How I View My Disciple #4

Each Tuesday evening our group of disciples has dinner together to celebrate the Lord’s Supper. This past week during our table discussion there was a frank honesty about our childhoods and how each of us had felt like we had not belonged anywhere while growing up. We had lived a detached existence.

Making followers of Jesus must be done in a group. A large part of the disciple making process is accomplished through my disciple learning how to interrelate with his brothers and sisters in the family of God.  I have wondered how much of Jesus’ training of the twelve was achieved through the disciples learning how to live together for three years vs. the “classroom” instruction of Jesus. I have also wondered how much of the teaching of Jesus flowed out of the conflicts between the disciples not too dissimilar from a parent using sibling discord as a teaching moment for his children.

* **Items from a dataset**
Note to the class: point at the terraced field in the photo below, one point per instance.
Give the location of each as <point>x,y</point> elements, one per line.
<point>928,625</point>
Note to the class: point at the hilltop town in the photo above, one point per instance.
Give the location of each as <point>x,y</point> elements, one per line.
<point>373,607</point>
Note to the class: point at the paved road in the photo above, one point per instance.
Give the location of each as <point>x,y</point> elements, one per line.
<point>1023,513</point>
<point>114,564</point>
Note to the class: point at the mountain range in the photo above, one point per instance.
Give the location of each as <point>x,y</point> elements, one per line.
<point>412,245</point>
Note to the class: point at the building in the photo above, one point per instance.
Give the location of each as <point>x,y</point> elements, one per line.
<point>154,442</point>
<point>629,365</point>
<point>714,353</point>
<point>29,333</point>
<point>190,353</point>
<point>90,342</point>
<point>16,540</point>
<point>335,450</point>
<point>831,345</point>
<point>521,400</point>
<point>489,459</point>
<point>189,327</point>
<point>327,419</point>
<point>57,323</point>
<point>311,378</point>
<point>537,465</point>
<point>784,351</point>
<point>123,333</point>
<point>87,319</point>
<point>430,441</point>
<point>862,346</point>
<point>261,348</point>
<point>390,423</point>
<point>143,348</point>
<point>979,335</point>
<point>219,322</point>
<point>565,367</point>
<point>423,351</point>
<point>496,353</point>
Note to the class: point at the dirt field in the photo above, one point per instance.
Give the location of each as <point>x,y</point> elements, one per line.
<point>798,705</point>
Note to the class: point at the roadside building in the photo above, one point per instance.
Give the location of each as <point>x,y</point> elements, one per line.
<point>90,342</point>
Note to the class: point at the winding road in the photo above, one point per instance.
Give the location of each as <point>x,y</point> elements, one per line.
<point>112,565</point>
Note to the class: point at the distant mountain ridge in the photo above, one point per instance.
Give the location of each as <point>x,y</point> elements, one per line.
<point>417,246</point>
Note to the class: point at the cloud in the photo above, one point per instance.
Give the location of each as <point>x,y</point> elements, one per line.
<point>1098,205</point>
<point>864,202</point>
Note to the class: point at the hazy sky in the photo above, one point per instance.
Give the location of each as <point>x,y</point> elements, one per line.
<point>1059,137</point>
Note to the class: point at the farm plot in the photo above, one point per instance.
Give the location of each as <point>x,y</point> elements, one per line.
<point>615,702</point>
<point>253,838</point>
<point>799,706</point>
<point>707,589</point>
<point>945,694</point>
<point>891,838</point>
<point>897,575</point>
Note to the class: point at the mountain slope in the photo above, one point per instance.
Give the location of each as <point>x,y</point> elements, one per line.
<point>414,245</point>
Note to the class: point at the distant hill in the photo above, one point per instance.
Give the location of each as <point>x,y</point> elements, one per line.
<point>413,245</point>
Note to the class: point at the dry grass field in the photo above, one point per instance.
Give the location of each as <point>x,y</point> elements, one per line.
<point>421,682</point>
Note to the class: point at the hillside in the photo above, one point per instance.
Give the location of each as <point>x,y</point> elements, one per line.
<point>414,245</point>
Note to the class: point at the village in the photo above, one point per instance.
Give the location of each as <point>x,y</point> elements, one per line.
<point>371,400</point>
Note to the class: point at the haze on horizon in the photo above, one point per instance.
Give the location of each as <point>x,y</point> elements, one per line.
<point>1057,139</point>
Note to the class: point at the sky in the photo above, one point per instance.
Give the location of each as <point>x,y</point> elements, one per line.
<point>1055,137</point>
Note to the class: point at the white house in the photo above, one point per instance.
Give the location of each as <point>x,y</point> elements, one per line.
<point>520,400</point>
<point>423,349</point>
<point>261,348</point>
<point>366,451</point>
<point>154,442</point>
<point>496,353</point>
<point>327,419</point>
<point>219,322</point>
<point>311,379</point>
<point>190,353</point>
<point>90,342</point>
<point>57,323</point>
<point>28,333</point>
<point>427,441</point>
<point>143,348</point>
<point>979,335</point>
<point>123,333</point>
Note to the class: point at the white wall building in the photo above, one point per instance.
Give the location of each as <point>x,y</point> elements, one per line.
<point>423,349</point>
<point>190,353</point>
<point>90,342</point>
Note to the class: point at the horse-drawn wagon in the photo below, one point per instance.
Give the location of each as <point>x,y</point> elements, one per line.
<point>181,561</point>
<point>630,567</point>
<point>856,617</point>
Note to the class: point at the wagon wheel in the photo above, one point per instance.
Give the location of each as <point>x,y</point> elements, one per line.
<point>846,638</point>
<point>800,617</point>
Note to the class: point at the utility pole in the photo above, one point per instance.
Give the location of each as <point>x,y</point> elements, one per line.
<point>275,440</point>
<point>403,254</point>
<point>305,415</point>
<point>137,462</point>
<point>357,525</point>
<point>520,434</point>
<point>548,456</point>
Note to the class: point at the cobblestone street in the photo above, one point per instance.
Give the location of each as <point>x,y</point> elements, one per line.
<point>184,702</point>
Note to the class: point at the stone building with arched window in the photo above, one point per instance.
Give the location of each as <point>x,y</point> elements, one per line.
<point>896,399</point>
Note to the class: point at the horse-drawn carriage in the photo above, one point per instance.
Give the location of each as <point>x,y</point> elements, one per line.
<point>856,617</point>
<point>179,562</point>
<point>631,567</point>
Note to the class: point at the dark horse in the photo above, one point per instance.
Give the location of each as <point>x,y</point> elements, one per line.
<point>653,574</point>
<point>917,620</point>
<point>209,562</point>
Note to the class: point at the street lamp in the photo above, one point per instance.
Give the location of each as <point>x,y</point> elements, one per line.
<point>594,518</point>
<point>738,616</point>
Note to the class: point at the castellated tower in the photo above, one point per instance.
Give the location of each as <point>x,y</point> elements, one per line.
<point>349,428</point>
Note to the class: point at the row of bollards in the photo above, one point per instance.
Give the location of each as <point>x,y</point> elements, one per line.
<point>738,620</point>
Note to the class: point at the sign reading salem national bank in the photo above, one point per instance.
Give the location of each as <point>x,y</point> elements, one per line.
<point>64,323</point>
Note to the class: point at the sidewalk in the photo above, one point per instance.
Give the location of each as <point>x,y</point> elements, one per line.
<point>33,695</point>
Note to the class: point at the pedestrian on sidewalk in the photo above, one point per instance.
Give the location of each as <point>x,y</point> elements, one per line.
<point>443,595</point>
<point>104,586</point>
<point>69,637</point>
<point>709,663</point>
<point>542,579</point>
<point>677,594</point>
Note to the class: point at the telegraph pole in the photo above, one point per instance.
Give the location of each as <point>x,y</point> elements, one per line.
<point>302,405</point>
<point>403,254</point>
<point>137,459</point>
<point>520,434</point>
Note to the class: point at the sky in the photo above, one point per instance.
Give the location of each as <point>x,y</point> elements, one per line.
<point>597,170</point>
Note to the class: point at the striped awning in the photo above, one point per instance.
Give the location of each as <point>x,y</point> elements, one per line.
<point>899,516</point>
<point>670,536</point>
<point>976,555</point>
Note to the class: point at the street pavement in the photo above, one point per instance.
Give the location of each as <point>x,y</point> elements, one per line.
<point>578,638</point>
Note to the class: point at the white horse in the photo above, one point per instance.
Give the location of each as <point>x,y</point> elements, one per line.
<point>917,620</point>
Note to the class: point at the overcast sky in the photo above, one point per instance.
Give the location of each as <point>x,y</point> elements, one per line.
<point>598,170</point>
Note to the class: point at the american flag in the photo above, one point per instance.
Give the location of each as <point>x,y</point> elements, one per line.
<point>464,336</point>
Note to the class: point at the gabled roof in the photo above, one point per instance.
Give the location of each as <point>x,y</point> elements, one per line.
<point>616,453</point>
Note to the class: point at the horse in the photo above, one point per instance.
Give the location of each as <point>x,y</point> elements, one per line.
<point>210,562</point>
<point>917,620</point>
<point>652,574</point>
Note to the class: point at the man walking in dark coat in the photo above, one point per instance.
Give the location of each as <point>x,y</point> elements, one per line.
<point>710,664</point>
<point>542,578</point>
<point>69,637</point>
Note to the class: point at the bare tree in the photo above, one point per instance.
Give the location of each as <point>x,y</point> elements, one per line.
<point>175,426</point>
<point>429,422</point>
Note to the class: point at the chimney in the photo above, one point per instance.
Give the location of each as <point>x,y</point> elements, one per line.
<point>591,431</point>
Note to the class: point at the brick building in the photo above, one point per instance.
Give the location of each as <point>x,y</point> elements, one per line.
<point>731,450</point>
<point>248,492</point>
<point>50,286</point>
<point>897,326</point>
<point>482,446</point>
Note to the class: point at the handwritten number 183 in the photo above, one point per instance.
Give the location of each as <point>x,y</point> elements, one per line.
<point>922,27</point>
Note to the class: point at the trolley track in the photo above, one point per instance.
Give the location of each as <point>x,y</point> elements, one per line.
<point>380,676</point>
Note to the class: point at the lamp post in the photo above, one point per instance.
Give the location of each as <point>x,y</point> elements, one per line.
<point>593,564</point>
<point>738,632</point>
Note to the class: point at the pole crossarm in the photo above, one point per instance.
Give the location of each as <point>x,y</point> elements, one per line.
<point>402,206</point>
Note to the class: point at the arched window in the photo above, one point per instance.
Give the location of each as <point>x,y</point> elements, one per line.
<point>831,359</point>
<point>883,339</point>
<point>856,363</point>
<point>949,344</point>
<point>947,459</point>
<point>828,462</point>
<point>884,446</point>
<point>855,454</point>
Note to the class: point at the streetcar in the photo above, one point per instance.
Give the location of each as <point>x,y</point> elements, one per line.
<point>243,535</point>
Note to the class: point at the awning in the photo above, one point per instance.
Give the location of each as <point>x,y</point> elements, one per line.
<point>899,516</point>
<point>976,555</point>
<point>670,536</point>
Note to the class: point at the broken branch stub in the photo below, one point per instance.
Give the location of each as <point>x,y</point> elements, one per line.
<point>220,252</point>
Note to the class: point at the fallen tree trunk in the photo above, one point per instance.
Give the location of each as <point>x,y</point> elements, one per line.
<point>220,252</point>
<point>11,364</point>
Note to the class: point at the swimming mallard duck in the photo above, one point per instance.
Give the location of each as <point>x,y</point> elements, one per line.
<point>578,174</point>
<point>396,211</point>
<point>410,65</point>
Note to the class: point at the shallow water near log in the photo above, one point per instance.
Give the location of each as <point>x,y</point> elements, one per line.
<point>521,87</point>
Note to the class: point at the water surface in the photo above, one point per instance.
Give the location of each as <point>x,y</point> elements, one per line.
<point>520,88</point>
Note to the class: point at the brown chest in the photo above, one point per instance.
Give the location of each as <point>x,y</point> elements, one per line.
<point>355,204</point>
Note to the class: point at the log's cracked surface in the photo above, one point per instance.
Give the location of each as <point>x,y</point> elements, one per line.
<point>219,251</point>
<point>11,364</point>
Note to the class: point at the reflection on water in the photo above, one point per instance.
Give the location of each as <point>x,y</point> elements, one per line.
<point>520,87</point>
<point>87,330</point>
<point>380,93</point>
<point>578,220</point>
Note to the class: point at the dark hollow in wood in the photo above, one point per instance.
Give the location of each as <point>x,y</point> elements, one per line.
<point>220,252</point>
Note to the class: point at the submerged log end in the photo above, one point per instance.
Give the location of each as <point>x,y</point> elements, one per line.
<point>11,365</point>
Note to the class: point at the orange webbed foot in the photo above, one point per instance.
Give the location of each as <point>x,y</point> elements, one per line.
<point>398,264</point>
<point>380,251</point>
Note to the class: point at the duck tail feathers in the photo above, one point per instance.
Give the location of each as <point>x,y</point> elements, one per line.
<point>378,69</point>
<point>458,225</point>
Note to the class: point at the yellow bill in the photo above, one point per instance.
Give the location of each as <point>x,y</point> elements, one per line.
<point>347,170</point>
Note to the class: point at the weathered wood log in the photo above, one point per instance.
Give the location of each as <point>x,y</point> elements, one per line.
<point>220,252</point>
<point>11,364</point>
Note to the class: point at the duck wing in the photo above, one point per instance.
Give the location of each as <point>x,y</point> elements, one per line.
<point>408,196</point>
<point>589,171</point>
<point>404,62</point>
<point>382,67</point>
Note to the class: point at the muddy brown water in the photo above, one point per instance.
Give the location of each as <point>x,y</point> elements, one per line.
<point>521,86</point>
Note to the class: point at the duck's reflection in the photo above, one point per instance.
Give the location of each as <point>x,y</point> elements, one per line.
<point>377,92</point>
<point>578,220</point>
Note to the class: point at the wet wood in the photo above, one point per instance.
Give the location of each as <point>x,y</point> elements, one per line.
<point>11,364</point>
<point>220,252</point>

* **Required tasks**
[a] In the disciple post, on which evening does the group have dinner together to celebrate the Lord's Supper?
[b] Repeat the disciple post word for word from "How I View My" to "a detached existence.".

* **Answers for the exercise**
[a] Tuesday evening

[b]
How I View My Disciple #4

Each Tuesday evening our group of disciples has dinner together to celebrate the Lord’s Supper. This past week during our table discussion there was a frank honesty about our childhoods and how each of us had felt like we had not belonged anywhere while growing up. We had lived a detached existence.